- **EXERCISE**
The expected output is a copy of every line in the records with the string "barn".

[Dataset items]
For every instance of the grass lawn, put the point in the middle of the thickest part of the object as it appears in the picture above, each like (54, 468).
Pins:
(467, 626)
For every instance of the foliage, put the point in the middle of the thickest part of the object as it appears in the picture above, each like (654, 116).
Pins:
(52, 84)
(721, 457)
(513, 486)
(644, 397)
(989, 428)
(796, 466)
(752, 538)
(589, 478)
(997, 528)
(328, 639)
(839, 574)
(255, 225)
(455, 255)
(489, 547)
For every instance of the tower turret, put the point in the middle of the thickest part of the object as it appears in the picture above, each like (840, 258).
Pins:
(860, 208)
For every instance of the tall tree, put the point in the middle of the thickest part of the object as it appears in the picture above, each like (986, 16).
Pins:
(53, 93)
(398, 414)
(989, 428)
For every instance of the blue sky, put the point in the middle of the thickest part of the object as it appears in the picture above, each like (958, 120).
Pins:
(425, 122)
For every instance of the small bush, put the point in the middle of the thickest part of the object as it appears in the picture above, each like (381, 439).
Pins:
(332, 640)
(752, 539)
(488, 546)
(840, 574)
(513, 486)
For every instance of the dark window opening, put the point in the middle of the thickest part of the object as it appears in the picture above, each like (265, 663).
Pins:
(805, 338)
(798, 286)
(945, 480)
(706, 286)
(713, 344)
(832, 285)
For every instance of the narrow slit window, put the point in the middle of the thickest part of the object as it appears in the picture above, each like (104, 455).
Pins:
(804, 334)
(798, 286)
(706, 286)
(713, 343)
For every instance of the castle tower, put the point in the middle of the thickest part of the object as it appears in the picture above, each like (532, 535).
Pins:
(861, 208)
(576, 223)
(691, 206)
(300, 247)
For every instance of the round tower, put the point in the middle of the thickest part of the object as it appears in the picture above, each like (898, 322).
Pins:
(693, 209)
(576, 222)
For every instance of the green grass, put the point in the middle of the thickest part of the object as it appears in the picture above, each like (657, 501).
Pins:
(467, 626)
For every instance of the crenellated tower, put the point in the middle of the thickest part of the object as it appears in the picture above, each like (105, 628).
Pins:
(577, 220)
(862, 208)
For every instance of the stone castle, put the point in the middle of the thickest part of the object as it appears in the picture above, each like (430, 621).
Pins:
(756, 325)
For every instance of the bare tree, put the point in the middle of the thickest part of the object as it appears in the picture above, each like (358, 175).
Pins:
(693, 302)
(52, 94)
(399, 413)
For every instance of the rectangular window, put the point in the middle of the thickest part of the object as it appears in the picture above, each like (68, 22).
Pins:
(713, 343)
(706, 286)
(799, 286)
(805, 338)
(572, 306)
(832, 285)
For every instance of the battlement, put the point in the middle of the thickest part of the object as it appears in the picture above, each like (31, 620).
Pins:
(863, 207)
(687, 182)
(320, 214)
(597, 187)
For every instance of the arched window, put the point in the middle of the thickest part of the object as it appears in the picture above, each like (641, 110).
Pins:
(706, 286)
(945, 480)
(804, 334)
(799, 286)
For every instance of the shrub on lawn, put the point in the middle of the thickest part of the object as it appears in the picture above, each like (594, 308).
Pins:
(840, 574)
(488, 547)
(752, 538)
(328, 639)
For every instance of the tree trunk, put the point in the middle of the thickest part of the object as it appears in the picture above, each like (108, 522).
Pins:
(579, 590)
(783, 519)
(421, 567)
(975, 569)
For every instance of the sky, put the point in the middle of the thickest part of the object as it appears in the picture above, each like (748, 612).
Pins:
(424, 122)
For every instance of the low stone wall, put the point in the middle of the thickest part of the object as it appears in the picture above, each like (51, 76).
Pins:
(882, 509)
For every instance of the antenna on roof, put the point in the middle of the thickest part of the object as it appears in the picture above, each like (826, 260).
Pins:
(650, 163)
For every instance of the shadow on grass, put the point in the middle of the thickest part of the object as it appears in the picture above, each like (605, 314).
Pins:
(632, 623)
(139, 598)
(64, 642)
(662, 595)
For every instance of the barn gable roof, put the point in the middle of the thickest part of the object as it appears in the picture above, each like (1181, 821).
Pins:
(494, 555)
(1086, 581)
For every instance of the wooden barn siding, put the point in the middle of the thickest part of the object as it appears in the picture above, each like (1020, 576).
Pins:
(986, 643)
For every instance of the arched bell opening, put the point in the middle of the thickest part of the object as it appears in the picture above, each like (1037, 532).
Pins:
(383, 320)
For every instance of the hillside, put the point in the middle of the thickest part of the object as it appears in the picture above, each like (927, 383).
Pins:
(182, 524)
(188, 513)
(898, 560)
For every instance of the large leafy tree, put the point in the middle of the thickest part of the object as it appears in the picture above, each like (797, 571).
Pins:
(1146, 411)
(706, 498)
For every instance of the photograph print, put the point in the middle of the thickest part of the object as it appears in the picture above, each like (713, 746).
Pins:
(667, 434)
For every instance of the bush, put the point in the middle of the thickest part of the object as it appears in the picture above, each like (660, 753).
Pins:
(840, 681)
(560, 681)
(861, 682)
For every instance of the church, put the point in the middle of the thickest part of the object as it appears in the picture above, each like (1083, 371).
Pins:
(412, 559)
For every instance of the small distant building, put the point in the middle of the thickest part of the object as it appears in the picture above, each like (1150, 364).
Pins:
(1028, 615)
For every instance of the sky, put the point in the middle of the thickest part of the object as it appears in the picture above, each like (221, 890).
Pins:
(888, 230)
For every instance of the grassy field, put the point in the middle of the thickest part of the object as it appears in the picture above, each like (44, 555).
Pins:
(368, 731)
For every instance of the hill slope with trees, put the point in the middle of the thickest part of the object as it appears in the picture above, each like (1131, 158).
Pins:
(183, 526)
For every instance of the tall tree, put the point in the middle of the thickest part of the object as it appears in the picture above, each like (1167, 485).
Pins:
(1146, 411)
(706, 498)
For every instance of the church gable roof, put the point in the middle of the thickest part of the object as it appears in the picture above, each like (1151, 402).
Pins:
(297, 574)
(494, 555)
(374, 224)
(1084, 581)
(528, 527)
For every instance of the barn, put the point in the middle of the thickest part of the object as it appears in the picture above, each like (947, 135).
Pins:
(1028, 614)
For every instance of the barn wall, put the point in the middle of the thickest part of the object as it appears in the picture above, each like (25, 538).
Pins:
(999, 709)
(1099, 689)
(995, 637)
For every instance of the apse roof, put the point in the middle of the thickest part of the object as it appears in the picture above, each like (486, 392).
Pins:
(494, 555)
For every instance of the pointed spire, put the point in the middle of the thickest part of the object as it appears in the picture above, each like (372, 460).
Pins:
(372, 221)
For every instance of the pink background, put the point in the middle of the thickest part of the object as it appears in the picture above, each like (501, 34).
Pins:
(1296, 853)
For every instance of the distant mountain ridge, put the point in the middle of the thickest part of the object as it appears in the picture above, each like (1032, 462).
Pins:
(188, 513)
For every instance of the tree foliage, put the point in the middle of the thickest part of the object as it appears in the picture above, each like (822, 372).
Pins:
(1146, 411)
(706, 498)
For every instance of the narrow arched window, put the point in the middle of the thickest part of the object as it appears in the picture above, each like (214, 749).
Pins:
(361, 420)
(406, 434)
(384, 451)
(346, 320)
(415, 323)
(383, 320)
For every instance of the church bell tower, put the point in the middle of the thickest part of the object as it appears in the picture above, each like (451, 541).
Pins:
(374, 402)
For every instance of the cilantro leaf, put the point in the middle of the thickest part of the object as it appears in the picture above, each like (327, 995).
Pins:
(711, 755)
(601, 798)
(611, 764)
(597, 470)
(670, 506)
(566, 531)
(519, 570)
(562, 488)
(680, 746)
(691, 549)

- **RESPONSE BELOW**
For every instance of the barn gable roof, put the point in the middle of the thickest part of the object as it appears in the picture above, each like (1181, 821).
For every instance of the wooden barn siding, put the point in the middle of the thickest part of the object as it appears in the picture above, each like (1020, 576).
For every instance of the barn, put the point in the middle of the thickest part of the object as it appears in the picture above, each like (947, 135).
For every instance of the barn wall, put the point in the middle of the thickest part of the object as it appears in the picture above, each like (25, 538).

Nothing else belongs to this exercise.